Image Caption: Independent genetic circuits are linked within single cells, illustrated under the magnifying glass, then coupled via quorum sensing at the colony level. Credit: Arthur Prindle, UC San Diego

By Kim McDonald, UC San Diego

Programming living cells offers the prospect of harnessing sophisticated biological machinery for transformative applications in energy, agriculture, water remediation and medicine. Inspired by engineering, researchers in the emerging field of synthetic biology have designed a tool box of small genetic components that act as intracellular switches, logic gates, counters and oscillators.

But scientists have found it difficult to wire the components together to form larger circuits that can function as genetic programs. One of the biggest obstacles? Dealing with a small number of available wires.

-.-.-

Exercises to complete ->
**1)** Return the passage of the synthetic biology text that runs from "But scientists have" up to and including "of available wires.", copied word for word.
**2)** According to the synthetic biology text, what is one of the biggest obstacles to wiring genetic components into larger circuits?

Provided data ->
-.-.-

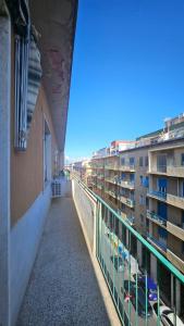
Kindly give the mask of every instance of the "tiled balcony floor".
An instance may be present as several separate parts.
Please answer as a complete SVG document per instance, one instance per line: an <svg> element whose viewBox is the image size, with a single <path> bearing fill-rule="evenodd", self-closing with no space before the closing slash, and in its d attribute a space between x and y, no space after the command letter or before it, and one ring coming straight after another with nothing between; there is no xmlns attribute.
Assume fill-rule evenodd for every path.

-.-.-

Task-by-task results ->
**1)**
But scientists have found it difficult to wire the components together to form larger circuits that can function as genetic programs. One of the biggest obstacles? Dealing with a small number of available wires.

**2)** Dealing with a small number of available wires.